*WORK REQUIRED:* Pull out every line of the material that contains the string "with" and copy each one in full. Letter case matters.

*EXERCISE MATERIALS:*
□ □ □ □ □ □ □

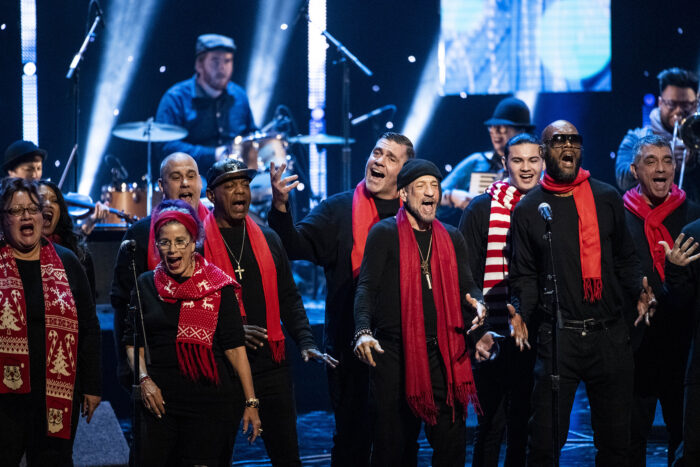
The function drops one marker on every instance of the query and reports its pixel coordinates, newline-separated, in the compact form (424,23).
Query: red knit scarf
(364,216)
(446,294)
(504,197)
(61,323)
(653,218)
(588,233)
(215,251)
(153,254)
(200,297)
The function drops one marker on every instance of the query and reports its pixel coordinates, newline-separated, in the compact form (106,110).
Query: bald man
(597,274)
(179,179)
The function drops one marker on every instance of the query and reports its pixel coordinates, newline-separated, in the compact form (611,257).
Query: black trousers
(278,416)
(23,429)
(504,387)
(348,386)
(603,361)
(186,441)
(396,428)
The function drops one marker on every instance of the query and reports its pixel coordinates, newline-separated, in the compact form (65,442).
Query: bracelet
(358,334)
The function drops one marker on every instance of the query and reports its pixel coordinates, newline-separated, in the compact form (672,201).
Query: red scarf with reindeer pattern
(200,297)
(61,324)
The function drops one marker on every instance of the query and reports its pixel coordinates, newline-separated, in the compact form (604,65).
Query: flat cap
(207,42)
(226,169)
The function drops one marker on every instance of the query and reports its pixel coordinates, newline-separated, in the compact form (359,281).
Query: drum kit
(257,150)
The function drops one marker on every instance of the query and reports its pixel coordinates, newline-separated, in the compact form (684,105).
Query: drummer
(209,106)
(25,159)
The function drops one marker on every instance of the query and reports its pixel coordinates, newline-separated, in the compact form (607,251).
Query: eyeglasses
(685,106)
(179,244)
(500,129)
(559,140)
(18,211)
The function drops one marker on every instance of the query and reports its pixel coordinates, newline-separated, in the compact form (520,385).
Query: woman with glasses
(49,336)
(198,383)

□ □ □ □ □ □ □

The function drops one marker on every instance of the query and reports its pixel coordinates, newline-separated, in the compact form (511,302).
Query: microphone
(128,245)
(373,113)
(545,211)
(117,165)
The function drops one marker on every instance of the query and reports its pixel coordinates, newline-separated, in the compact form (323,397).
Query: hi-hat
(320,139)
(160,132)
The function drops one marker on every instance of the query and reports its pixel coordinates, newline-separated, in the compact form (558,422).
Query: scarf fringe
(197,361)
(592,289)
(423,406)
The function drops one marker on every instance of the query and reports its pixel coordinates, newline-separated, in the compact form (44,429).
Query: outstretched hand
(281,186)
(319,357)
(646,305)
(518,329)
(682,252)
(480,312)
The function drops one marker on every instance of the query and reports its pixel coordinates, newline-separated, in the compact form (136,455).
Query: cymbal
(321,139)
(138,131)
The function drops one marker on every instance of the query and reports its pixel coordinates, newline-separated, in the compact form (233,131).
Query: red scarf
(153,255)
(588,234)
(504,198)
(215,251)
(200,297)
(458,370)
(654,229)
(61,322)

□ □ □ □ □ □ □

*CORRECT OUTPUT:*
Query: red scarf with reindeer pattern
Query: woman with glasses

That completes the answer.